Tarea | Reproduce el pasaje del extracto entre "Esta asimetría de" y "Colombia y Filipinas.", ambos incluidos, y cambia "tratado internacional" por "acuerdo internacional".

Prácticas sistemáticas

Esa estructura de la impunidad ha posibilitado la generalización de violaciones de derechos humanos en ámbitos diversos: la persecución y represión de los disidentes con ayuda de grupos militares y paramilitares, el apoyo a regímenes dictatoriales afines, las dificultades del acceso popular a bienes básicos como el agua o la electricidad, los desplazamientos de comunidades rurales e indígenas y la destrucción de ecosistemas y formas de vida. Desde la creación del TPP en 1979, estos juicios populares han intentado visibilizar el comportamiento de las corporaciones transnacionales en los países del Sur. La convocatoria del TPP celebrada en Madrid en 2010 estudió casos como los de Telefónica en Chile y Perú, Pescanova en Nicaragua y Unión Fenosa en Colombia y Guatemala. Canal de Isabel II, Repsol, Endesa, Benetton, Santander y BBVA también estuvieron en el punto de mira.

Los testimonios recogidos por el TPP, así como numerosas investigaciones académica, apuntan a que este tipo de casos “no son excepciones, sino que es así como proceden las multinacionales sistemáticamente”, según Pedro Ramiro, coordinador de la OMAL. Ramiro argumenta que, en un contexto de competencia internacional, los directivos de las transnacionales se ven compelidos a buscar el máximo beneficio para no ser absorbidos por otras multinacionales. Y el lucro no se maximiza atendiendo a criterios ambientales, sociales o culturales.

Hacia un nuevo tratado

Esta asimetría de poder podría modificarse si sale adelante el tratado internacional que la ONU se ha comprometido a elaborar. La idea central es reconocer que las multinacionales que incumplan las normas internacionales sobre derechos humanos deberán responder civil y penalmente. Las organizaciones de la Campaña Stop Impunity recuerdan que también debe abarcar la responsabilidad respecto a proveedores y subcontratistas. Se trata de una cuestión esencial, puesto que la tercerización ha sido un mecanismo para evitar la rendición de cuentas. Así lo evidenció el TPP celebrado en Ginebra, al analizar el caso de la minera suizo-británica Glencore PLC. Las acciones denunciadas ocurrieron a través de diferentes subsidiarias en cinco países: Congo, Zambia, Perú, Colombia y Filipinas.

Los movimientos sociales y los Estados que apoyan el nuevo tratado deberán enfrentarse a la oposición de Estados Unidos, Corea del Sur, Japón y los países de la Unión Europea, que votaron en contra de la resolución. Tom Kucharz, de Ecologistas en Acción, asegura que la votación “evidencia qué países defienden al gran capital, la banca y las grandes multinacionales” frente al interés general. Kucharz añade que esos gobiernos “hicieron lo posible para bloquear el camino a instrumentos de obligado cumplimiento”. Obligatoriedad es la palabra clave, puesto que “hasta ahora, la ONU contaba con normativas no vinculantes para las prácticas de las transnacionales en terceros países”, apunta Erika González, de la OMAL. Se trataba de códigos voluntaristas, reflejados en acuerdos como el Global Compact, en la línea de la Responsabilidad Social Corporativa (RSC). Al ser no vinculantes, “en la práctica estos códigos se traducían en impunidad y falta de instrumentos para llevar a esas empresas ante los tribunales”, explican Kucharz y González.

Conjunto de datos |
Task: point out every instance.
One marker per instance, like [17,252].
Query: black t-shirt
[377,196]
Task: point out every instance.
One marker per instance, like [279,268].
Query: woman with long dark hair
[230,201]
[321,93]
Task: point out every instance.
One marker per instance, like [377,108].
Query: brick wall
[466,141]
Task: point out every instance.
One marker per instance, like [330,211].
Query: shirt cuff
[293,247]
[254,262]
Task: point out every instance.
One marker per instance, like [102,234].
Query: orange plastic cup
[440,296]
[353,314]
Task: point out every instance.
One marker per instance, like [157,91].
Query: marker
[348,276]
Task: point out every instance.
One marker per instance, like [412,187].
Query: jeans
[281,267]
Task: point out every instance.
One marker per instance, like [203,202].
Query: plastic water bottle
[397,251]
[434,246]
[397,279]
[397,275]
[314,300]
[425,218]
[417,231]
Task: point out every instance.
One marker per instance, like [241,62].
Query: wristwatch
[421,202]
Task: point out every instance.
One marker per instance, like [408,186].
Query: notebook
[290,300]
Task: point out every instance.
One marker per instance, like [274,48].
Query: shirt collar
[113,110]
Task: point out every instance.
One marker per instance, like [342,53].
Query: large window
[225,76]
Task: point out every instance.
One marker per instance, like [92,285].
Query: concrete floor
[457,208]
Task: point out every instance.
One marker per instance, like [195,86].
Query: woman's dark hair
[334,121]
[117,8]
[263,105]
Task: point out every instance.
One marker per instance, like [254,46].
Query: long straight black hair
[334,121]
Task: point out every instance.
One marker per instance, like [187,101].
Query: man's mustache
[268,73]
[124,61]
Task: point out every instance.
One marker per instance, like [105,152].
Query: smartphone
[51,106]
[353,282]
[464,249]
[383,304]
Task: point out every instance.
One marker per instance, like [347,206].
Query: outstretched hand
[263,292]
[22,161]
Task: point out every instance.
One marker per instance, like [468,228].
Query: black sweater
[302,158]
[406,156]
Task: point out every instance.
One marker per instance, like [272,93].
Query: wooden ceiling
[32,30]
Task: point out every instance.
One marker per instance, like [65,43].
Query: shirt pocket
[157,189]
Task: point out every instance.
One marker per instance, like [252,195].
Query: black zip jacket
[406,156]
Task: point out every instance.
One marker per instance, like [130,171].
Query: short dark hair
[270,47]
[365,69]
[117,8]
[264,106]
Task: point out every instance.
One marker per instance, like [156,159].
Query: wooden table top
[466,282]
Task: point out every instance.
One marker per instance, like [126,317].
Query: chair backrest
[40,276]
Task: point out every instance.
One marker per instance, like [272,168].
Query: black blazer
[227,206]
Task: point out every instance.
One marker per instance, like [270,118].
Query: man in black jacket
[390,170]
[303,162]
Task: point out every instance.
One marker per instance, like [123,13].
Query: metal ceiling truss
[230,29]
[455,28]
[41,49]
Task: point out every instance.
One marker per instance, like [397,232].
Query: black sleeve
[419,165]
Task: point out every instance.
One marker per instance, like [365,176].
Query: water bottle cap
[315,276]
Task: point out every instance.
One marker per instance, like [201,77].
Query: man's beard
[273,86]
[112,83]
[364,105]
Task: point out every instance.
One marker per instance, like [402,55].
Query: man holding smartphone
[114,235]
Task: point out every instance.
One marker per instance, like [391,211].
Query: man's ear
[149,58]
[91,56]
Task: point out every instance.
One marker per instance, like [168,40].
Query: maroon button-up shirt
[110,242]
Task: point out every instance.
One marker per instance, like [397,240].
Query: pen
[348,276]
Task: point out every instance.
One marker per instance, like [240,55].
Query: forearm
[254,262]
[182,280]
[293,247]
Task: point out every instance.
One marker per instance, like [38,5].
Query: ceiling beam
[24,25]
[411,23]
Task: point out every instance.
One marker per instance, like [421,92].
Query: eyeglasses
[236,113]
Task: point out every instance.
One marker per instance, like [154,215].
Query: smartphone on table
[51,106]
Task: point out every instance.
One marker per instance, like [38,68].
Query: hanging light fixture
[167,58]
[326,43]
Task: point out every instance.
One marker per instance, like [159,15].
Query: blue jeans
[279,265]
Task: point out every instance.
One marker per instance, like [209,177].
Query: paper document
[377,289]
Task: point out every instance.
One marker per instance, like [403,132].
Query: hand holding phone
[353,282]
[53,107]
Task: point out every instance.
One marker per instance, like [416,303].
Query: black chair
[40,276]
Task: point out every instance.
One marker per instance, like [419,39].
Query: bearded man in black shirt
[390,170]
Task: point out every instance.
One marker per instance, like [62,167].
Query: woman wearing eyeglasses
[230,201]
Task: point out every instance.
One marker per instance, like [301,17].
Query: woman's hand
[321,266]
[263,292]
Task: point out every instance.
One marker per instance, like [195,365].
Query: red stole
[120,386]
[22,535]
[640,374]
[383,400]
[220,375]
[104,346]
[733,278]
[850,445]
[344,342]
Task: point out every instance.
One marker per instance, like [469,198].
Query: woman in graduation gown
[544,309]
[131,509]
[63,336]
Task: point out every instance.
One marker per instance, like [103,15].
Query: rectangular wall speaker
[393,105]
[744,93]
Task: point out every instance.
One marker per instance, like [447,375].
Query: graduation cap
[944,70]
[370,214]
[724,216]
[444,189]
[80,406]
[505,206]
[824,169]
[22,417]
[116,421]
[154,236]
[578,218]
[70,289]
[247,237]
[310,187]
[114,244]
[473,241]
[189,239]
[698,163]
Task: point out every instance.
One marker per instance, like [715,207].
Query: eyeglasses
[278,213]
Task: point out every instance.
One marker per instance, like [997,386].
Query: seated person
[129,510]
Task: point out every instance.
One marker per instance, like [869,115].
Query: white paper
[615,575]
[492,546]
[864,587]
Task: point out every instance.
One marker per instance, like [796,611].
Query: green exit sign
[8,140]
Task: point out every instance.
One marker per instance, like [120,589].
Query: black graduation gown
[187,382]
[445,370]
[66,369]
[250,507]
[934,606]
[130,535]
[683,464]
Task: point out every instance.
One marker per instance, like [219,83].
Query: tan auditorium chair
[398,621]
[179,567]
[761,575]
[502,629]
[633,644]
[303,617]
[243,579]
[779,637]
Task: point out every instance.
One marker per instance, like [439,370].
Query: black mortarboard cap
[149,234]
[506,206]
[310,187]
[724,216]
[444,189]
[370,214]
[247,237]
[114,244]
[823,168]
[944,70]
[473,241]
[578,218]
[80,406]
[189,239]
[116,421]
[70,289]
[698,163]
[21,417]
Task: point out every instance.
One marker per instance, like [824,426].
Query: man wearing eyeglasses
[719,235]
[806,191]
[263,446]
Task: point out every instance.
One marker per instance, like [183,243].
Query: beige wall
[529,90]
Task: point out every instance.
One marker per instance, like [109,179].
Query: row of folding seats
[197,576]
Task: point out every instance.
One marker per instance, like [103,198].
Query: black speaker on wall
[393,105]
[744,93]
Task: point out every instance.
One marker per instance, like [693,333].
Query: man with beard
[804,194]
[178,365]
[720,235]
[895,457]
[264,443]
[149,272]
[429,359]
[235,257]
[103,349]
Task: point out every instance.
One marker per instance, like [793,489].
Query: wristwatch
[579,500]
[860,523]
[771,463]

Resultado esperado |
Esta asimetría de poder podría modificarse si sale adelante el acuerdo internacional que la ONU se ha comprometido a elaborar. La idea central es reconocer que las multinacionales que incumplan las normas internacionales sobre derechos humanos deberán responder civil y penalmente. Las organizaciones de la Campaña Stop Impunity recuerdan que también debe abarcar la responsabilidad respecto a proveedores y subcontratistas. Se trata de una cuestión esencial, puesto que la tercerización ha sido un mecanismo para evitar la rendición de cuentas. Así lo evidenció el TPP celebrado en Ginebra, al analizar el caso de la minera suizo-británica Glencore PLC. Las acciones denunciadas ocurrieron a través de diferentes subsidiarias en cinco países: Congo, Zambia, Perú, Colombia y Filipinas.